■ **Task details**:
How many lines in the items below include the word "piper"? Give the number alone.

■ **Materials provided**:

-- Start --

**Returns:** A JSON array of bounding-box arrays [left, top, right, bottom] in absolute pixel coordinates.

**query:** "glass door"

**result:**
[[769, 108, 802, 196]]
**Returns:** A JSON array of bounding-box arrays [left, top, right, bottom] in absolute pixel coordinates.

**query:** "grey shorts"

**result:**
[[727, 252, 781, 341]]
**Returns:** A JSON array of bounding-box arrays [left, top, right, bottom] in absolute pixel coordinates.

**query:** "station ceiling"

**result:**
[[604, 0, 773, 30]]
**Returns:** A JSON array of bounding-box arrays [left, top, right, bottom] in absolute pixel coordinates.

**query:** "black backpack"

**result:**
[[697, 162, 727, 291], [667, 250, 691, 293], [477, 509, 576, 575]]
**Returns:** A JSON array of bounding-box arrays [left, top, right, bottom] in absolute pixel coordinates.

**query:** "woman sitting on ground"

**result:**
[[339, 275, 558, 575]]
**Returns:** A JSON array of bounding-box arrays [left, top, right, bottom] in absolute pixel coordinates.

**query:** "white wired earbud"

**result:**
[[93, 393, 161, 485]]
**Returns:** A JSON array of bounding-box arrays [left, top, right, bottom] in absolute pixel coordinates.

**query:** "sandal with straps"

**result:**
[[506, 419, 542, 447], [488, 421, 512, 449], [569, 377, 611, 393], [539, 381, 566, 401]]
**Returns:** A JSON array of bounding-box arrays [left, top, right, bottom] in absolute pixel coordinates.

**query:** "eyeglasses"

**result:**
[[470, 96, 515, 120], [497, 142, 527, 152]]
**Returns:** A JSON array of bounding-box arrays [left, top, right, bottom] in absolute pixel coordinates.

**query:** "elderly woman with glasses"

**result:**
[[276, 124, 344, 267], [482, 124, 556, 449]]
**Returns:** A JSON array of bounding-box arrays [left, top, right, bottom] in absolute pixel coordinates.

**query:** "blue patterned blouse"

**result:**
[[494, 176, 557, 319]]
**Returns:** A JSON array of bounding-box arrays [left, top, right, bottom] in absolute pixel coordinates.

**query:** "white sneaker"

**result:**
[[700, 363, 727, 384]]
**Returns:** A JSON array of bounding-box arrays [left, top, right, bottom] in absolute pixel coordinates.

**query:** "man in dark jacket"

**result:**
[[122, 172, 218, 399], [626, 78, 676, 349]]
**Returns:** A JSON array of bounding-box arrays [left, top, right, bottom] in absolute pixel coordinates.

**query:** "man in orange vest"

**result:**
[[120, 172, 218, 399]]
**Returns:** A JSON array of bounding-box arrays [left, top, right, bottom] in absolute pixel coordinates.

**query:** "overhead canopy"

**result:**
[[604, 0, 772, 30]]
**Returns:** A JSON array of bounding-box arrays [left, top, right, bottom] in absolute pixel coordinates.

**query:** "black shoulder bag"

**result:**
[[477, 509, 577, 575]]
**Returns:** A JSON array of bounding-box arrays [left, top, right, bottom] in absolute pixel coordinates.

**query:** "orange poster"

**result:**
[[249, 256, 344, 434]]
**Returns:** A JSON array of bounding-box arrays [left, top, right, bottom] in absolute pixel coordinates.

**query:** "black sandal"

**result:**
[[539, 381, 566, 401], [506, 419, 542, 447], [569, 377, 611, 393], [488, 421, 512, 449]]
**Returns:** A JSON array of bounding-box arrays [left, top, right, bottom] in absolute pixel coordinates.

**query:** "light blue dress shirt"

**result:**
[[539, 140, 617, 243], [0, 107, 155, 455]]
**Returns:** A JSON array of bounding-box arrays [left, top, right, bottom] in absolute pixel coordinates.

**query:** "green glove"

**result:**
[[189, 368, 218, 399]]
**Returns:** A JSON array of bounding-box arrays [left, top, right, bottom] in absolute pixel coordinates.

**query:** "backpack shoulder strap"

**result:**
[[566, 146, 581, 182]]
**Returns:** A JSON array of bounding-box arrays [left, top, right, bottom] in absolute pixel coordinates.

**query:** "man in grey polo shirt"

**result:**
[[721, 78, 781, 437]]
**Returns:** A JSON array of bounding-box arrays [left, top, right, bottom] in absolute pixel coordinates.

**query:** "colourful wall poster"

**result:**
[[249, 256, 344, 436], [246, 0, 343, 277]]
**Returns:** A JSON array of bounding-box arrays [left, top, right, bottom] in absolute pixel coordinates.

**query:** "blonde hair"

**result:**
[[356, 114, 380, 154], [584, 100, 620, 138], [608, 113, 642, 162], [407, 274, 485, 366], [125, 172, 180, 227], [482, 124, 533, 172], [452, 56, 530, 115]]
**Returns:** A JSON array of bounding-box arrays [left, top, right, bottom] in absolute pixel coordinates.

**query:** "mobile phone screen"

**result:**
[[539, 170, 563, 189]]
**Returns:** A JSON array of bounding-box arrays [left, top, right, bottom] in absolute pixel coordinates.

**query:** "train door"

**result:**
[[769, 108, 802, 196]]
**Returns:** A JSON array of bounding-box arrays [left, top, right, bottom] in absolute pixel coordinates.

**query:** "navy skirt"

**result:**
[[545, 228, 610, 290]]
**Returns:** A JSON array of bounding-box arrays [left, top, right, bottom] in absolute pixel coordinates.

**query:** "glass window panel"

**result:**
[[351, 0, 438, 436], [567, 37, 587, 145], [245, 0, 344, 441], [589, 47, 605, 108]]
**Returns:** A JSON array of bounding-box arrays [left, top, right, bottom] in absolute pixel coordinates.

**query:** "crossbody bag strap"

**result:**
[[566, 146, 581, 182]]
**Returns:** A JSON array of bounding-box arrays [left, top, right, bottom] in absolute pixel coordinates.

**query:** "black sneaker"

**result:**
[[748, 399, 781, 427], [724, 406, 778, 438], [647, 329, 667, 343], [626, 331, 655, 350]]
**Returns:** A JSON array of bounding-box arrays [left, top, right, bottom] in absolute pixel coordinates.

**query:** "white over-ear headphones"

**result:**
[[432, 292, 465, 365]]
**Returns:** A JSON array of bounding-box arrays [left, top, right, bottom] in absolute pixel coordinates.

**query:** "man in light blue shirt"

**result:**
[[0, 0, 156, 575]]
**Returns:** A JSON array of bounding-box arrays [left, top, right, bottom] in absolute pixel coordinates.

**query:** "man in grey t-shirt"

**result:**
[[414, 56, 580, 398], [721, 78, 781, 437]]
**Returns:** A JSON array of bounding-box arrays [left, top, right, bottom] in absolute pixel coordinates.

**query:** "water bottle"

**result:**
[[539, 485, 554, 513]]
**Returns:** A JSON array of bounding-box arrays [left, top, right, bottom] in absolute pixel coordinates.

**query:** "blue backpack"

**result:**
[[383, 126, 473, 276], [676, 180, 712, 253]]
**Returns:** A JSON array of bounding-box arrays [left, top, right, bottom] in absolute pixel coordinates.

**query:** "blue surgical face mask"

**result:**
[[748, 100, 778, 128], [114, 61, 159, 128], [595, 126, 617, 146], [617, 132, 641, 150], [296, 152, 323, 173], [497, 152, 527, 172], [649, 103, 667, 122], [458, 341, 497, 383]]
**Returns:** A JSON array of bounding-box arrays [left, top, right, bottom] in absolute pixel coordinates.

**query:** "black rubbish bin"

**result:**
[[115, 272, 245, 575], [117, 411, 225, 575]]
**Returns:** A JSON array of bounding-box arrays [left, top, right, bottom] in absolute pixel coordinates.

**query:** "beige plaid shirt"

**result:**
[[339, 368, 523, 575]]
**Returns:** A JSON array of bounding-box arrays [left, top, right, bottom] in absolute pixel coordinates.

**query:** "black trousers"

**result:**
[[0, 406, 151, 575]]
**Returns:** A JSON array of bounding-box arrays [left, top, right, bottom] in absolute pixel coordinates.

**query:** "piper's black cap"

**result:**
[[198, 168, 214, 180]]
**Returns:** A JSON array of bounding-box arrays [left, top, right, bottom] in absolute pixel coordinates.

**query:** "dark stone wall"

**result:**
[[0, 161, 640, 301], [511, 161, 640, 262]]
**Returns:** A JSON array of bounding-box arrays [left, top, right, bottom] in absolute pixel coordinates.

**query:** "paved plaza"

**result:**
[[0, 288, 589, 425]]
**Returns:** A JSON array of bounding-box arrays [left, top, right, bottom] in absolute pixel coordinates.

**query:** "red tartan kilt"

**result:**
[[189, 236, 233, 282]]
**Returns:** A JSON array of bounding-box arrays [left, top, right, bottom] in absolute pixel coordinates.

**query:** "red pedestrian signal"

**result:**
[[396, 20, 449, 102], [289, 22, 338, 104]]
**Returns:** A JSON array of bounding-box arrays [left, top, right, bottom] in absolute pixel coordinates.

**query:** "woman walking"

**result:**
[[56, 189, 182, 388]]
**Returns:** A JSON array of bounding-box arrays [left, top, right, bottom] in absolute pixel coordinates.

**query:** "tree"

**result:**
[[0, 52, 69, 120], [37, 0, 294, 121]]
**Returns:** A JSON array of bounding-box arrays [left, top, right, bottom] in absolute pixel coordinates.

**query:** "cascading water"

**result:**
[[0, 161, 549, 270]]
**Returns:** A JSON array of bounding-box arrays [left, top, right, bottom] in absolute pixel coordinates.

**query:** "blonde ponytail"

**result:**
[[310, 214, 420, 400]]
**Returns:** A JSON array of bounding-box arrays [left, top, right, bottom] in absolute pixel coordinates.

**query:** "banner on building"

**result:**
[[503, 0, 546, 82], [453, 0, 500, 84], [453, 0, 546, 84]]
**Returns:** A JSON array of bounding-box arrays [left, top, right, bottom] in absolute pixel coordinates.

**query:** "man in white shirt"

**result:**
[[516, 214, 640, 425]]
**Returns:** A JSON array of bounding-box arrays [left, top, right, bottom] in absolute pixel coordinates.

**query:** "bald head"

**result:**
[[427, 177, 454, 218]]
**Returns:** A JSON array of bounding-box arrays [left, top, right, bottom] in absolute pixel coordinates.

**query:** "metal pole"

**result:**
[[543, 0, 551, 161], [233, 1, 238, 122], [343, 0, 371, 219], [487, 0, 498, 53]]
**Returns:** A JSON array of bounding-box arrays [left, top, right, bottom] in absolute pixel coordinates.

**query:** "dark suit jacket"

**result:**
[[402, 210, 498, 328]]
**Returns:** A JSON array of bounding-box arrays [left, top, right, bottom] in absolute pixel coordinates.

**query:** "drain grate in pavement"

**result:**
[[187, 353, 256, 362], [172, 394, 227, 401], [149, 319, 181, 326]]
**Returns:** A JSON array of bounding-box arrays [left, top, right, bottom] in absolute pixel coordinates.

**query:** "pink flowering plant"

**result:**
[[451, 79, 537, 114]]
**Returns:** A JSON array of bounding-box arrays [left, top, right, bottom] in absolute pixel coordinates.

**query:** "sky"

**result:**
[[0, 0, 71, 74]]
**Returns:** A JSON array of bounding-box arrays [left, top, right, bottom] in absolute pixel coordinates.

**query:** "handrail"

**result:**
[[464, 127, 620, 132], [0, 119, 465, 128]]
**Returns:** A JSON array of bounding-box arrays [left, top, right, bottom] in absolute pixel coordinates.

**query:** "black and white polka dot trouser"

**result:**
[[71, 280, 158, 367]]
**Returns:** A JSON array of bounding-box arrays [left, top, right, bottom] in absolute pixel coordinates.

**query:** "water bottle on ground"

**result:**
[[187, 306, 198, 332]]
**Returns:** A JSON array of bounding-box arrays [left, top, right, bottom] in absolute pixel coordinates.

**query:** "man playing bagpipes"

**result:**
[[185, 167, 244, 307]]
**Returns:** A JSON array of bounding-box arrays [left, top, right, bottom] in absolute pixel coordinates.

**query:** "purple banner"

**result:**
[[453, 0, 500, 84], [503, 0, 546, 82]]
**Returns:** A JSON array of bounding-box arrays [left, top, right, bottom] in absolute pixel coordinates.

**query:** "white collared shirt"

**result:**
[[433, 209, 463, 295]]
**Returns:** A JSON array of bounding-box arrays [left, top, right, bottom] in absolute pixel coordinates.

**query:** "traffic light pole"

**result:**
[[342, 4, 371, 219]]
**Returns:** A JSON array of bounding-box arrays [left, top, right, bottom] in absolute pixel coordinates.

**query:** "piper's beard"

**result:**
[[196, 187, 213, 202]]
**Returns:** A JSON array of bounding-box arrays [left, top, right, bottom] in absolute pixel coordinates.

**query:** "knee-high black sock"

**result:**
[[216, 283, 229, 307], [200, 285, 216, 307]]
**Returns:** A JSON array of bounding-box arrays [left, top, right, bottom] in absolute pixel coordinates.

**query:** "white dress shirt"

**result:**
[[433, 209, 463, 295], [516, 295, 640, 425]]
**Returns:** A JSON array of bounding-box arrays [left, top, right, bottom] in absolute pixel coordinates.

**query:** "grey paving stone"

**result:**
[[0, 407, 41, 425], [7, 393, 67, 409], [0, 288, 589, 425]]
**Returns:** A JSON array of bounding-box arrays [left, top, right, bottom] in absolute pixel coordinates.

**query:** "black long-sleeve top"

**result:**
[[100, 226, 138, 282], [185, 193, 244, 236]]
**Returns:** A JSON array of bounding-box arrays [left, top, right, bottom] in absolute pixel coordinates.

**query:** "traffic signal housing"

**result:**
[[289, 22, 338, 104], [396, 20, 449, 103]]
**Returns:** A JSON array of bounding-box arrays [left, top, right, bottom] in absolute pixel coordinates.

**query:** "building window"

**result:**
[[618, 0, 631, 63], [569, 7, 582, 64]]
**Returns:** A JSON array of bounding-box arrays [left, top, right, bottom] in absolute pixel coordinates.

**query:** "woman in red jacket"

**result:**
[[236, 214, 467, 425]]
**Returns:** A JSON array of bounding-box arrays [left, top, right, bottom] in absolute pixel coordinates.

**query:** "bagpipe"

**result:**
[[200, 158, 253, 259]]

-- End --

■ **Correct output**:
2